(Stored items from a collection)
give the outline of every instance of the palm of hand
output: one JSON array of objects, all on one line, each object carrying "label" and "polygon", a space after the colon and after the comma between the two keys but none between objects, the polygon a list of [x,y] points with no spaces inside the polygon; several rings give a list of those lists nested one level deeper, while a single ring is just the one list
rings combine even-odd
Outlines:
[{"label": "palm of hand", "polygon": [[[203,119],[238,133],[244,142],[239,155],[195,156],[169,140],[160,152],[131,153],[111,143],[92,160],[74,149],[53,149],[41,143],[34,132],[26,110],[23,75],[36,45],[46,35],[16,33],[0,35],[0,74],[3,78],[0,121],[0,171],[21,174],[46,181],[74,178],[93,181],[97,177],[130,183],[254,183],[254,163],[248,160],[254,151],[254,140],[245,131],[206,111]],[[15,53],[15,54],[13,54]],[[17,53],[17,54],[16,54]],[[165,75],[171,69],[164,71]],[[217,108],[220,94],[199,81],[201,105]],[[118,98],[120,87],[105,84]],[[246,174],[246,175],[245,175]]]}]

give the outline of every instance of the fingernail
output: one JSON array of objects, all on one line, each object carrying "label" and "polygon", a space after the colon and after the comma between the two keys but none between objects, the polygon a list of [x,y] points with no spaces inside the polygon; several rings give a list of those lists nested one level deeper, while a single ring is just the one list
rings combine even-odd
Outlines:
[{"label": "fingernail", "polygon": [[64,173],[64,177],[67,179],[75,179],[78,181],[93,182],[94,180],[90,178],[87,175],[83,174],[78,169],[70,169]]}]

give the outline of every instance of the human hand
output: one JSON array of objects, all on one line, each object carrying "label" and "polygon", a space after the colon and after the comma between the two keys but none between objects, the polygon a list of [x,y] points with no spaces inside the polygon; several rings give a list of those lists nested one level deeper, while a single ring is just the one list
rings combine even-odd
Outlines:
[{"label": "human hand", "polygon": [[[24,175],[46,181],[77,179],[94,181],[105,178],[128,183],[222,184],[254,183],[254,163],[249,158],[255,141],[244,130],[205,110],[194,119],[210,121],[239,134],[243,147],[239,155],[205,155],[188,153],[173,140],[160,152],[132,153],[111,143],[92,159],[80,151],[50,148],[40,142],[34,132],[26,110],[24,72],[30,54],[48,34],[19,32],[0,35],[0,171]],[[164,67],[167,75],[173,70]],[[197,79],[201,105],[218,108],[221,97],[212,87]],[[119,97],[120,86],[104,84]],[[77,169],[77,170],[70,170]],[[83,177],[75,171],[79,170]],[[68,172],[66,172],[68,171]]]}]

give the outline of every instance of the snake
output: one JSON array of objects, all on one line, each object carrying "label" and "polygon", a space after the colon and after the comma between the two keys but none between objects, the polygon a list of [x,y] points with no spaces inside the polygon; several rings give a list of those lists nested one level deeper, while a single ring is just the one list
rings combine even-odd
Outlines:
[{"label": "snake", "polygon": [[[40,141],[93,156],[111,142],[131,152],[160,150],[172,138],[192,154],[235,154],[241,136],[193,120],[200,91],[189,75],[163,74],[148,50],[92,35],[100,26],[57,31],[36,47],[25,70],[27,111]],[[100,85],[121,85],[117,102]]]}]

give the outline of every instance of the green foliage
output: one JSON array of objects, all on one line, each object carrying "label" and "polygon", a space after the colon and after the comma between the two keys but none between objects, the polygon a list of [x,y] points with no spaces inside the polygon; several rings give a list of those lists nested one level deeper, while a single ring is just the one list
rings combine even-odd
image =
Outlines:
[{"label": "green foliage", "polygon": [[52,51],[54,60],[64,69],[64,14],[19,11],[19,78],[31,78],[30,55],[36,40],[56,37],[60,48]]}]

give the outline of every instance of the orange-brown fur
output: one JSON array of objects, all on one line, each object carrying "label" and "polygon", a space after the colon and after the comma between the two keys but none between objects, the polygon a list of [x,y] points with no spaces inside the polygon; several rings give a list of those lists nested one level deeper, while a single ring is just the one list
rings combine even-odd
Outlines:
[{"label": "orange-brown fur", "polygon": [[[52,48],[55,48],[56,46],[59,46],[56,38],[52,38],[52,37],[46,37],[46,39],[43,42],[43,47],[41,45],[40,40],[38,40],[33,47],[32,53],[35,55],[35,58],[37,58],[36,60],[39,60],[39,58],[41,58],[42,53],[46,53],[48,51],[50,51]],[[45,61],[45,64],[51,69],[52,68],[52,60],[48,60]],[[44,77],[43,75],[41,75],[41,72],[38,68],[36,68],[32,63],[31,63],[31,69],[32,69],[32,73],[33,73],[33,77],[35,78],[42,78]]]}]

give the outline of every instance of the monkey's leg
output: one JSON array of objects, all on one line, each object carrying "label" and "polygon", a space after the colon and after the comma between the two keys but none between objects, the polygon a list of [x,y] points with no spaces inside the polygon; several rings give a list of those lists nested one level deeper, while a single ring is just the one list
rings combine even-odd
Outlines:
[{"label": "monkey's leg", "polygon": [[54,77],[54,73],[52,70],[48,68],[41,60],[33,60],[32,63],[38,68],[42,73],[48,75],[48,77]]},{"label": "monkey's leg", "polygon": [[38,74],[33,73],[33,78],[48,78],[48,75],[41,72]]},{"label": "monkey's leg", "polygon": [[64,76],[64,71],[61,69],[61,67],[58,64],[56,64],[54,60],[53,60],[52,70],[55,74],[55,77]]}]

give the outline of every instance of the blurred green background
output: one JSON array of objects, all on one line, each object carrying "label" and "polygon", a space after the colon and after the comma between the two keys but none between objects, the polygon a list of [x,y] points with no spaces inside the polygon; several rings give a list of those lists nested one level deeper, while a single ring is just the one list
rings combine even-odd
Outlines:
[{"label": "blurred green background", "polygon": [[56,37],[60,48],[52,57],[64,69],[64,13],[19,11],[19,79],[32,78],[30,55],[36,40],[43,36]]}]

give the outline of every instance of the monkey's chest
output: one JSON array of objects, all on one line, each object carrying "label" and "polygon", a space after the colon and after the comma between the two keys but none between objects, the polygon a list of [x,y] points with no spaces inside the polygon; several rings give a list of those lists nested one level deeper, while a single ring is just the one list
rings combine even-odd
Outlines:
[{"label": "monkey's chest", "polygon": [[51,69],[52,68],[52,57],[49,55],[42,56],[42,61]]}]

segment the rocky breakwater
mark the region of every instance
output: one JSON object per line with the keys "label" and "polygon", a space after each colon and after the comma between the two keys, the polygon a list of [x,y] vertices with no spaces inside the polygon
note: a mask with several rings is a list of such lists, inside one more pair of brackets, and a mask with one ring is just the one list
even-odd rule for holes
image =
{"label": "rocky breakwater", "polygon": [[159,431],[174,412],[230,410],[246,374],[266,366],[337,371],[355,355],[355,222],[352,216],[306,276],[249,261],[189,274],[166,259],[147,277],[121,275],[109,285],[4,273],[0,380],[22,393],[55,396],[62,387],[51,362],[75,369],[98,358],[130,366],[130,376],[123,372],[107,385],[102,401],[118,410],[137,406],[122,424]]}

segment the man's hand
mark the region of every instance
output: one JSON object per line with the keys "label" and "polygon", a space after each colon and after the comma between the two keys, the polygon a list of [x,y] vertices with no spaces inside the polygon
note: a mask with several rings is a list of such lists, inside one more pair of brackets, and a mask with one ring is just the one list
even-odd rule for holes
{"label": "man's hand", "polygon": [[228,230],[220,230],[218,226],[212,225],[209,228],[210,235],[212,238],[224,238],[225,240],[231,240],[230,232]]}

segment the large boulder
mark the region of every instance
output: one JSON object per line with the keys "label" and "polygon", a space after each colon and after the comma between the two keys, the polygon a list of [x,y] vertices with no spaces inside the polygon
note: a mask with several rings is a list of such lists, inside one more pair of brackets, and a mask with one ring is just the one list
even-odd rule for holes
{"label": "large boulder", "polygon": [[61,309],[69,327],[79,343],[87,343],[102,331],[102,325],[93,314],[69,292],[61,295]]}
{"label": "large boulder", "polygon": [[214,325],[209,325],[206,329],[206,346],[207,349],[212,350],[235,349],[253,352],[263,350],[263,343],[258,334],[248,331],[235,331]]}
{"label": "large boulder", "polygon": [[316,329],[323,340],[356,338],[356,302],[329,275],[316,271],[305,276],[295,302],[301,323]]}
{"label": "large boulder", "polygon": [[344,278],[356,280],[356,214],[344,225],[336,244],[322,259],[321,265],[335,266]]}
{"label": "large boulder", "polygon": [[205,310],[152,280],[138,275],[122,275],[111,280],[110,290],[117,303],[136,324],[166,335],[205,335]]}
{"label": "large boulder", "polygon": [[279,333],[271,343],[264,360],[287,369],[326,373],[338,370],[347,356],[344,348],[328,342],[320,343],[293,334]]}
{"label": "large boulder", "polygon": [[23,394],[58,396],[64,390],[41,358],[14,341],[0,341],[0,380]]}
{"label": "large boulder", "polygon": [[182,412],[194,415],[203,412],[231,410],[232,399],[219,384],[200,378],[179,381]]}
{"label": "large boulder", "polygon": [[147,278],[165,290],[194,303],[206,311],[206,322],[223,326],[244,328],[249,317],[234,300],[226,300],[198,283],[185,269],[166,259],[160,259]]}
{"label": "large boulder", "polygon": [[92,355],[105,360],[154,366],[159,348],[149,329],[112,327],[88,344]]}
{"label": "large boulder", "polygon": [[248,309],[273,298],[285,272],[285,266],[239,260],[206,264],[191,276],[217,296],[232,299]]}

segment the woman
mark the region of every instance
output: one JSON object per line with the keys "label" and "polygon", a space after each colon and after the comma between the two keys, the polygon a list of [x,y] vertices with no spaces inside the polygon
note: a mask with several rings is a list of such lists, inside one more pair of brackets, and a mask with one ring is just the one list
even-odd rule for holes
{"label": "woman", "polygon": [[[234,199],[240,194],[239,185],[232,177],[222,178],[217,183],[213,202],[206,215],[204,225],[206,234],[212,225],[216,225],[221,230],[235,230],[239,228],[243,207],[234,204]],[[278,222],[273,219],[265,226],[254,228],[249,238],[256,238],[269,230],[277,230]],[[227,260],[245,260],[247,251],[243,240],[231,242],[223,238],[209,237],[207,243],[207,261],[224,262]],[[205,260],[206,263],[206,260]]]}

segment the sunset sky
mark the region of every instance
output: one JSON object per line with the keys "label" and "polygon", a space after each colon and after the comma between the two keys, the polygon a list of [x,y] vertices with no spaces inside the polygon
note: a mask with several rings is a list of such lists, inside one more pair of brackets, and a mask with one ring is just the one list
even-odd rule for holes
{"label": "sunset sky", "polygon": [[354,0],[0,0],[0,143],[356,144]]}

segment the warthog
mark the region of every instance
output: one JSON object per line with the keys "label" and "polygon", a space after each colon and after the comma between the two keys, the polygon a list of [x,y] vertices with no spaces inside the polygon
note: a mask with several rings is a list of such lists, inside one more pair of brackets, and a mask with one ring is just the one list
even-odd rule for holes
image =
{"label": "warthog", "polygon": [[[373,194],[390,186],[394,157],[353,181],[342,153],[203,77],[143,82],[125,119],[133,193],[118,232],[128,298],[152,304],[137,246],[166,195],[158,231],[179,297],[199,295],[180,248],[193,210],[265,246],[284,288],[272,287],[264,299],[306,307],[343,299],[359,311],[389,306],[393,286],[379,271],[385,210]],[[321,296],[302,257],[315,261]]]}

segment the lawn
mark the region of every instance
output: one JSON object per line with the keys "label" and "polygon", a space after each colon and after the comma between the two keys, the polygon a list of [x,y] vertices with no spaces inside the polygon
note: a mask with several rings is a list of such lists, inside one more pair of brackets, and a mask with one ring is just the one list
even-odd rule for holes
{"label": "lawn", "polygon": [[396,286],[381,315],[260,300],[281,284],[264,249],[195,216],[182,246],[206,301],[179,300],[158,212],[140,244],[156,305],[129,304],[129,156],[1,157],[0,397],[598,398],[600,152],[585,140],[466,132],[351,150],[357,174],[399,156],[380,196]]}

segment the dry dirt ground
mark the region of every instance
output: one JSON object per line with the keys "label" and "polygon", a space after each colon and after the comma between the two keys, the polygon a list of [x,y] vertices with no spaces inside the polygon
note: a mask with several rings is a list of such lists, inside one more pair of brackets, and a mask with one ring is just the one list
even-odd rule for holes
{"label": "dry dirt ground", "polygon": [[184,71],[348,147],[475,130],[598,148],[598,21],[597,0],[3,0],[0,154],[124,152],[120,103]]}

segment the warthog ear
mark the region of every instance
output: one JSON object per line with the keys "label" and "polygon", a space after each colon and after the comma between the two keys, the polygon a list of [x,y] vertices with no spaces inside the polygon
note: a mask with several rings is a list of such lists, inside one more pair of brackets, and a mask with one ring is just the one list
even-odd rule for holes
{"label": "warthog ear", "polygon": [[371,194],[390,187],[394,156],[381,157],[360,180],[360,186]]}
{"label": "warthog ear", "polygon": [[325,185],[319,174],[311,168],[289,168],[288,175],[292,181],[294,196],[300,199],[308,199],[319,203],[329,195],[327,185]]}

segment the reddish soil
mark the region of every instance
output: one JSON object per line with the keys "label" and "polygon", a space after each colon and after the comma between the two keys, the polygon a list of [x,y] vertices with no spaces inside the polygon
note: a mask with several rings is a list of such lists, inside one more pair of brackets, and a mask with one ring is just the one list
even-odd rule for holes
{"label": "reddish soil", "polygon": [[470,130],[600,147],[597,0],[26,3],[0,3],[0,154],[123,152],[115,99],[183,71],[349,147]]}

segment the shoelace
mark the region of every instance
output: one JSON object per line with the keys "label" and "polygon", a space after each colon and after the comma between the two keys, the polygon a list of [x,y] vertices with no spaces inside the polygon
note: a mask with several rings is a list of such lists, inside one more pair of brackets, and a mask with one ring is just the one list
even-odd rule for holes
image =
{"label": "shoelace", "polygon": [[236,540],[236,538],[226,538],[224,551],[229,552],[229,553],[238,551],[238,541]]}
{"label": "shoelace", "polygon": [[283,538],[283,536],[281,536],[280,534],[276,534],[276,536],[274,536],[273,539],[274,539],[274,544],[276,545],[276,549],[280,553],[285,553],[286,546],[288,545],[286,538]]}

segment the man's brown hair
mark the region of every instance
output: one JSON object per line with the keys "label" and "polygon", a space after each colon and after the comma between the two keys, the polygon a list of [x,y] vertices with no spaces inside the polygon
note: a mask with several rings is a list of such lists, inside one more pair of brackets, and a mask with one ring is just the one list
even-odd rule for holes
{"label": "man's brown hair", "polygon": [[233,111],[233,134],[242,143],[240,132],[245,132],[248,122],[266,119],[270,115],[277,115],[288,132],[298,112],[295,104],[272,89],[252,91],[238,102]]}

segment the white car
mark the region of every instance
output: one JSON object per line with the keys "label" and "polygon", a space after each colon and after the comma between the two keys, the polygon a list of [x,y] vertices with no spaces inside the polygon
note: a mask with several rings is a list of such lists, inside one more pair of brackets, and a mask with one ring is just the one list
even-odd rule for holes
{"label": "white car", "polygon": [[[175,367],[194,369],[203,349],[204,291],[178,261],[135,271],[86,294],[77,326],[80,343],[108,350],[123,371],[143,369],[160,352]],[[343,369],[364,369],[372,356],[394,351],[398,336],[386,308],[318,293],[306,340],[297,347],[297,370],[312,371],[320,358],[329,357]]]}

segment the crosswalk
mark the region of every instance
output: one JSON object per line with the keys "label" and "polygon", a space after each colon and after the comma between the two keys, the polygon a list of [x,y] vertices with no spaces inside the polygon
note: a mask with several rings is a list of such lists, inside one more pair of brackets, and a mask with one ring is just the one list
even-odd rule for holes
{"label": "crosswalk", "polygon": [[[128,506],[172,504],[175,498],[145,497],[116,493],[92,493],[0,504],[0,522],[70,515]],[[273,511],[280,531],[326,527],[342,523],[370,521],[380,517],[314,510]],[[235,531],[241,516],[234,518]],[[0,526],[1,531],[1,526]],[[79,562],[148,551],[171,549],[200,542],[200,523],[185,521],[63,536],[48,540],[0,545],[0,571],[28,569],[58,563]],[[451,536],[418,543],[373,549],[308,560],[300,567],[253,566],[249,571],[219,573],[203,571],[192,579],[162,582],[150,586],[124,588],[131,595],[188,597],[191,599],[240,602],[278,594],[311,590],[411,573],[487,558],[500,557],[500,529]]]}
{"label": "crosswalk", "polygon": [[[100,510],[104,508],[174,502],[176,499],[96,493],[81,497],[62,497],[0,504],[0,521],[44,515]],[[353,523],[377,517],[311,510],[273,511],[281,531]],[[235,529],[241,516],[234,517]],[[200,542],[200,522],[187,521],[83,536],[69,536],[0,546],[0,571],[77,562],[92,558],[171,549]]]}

- JOB: Please locate each line in the data above that contains the string "snake", and copy those lines out in full.

- EXERCISE OUTPUT:
give the outline of every instance of the snake
[{"label": "snake", "polygon": [[[40,141],[93,156],[111,142],[131,152],[160,150],[172,138],[192,154],[235,154],[241,136],[193,120],[200,91],[189,75],[163,74],[148,50],[92,35],[100,26],[57,31],[36,47],[25,70],[27,111]],[[100,85],[121,85],[117,102]]]}]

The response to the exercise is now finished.